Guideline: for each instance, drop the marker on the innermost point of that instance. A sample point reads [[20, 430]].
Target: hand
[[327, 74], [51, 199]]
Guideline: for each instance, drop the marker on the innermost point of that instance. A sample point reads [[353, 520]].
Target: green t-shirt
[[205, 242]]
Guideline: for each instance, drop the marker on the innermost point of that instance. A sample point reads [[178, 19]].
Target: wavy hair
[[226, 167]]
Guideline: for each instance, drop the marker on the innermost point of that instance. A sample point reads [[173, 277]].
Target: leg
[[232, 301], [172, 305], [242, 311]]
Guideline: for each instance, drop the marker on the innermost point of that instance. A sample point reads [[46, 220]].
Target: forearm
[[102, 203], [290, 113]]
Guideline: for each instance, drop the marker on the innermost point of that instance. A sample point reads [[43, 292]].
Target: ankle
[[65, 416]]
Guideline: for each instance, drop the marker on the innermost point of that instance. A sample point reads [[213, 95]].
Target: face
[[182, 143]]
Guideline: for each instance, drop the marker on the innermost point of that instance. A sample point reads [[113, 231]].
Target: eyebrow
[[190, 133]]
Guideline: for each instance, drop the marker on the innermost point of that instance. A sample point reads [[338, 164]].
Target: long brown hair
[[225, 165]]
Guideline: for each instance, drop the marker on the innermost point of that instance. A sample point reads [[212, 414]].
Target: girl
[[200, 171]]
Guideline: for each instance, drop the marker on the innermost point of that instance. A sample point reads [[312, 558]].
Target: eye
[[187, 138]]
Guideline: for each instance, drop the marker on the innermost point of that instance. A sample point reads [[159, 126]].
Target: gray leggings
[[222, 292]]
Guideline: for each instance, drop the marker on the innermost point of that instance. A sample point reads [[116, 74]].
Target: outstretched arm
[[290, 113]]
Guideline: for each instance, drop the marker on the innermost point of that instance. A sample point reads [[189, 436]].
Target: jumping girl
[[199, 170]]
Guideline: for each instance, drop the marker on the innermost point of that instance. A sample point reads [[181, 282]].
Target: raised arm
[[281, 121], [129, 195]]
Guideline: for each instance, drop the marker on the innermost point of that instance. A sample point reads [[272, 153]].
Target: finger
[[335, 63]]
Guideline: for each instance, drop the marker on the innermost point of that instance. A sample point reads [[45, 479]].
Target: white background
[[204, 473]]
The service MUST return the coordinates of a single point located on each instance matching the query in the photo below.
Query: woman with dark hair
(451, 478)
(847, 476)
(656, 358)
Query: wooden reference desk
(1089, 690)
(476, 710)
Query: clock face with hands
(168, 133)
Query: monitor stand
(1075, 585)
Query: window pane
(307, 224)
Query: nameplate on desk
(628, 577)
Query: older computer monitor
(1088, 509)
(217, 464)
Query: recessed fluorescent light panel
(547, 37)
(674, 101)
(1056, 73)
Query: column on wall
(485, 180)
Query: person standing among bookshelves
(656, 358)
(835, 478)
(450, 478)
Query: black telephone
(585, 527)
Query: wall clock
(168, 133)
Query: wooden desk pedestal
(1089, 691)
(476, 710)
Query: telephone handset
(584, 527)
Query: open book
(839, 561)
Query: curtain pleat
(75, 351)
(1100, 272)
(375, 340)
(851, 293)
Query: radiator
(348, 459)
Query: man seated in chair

WORK REQUIRED: When you answer, repeat each entry exactly as it appears above.

SOLUTION TO THIS PROBLEM:
Guideline: for each instance, drop the marker on the innermost point of that instance. A sample point reads [[20, 430]].
Target: hand
[[327, 74], [51, 199]]
Guideline: for each instance, drop the marker on the innermost point of that instance. A sample point reads [[353, 520]].
Target: green t-shirt
[[205, 242]]
Guideline: for each instance, drop the marker on the innermost point of that instance. A sample point reads [[178, 19]].
Target: wavy hair
[[226, 167]]
Guideline: for each instance, drop the marker on the innermost point of that instance. A sample point reads [[173, 277]].
Target: leg
[[232, 301], [172, 305], [242, 311]]
Guideline: for each instance, drop the marker on the innermost point of that instance. A sample point reads [[46, 220]].
Target: forearm
[[102, 203], [290, 113]]
Guideline: for each instance, drop the marker on the innermost point of that instance. A sample point reads [[43, 292]].
Target: ankle
[[65, 416]]
Guideline: for each instance, drop the marker on the innermost point of that instance. A sample point reads [[213, 95]].
Target: face
[[182, 143]]
Guideline: for each instance, drop the marker on the innermost point of that instance. A sample point reads [[113, 231]].
Target: eyebrow
[[190, 133]]
Guideline: for each instance, drop the marker on the innermost point of that instance. A sample point reads [[338, 164]].
Target: long brown hair
[[225, 165]]
Guideline: for each instance, drop the marker on the innermost point of that instance. A sample point reads [[212, 414]].
Target: girl
[[200, 171]]
Guideline: for each instance, drop the marker on the innermost point of that instance. A sample point reads [[312, 558]].
Target: eye
[[187, 138]]
Guideline: for each instance, drop the marker on the innermost point of that instance. A sample point reads [[159, 126]].
Target: gray leggings
[[222, 292]]
Guideline: for each instance, drop the marker on the innermost point of that instance. A sample point reads [[116, 74]].
Target: outstretched arm
[[290, 113]]
Guideline: for each instance, drop the marker on the innermost point of that instance. A sample point reads [[189, 436]].
Target: jumping girl
[[199, 170]]
Guideline: for each instance, drop the marker on the innermost point of that instance. A sample point reads [[181, 282]].
Target: raised arm
[[281, 121], [129, 195]]
Guideline: for each instance, drop the marker on the innermost point of that instance. A sample point reads [[272, 153]].
Target: finger
[[335, 63]]
Guideline: for each instance, drop the marker on the innermost point of that instance. A sample point reads [[45, 479]].
Target: white background
[[204, 473]]
The service MUST return the coordinates of a single point located on each instance matching the query in the photo below.
Query: woman with dark hair
(451, 478)
(847, 476)
(656, 358)
Query: wooden reference desk
(1089, 690)
(476, 710)
Query: clock face with hands
(168, 133)
Query: monitor stand
(1075, 585)
Query: window pane
(307, 224)
Query: nameplate on desk
(628, 577)
Query: older computer monitor
(1088, 509)
(217, 464)
Query: recessed fluorescent light panel
(547, 37)
(674, 101)
(1056, 73)
Query: column on wall
(485, 180)
Query: person standing among bookshelves
(656, 358)
(835, 478)
(450, 478)
Query: black telephone
(585, 527)
Query: wall clock
(168, 133)
Query: wooden desk pedestal
(1089, 691)
(476, 710)
Query: telephone handset
(584, 527)
Query: open book
(839, 561)
Query: curtain pleat
(75, 351)
(1100, 272)
(375, 340)
(851, 293)
Query: radiator
(348, 459)
Query: man seated in chair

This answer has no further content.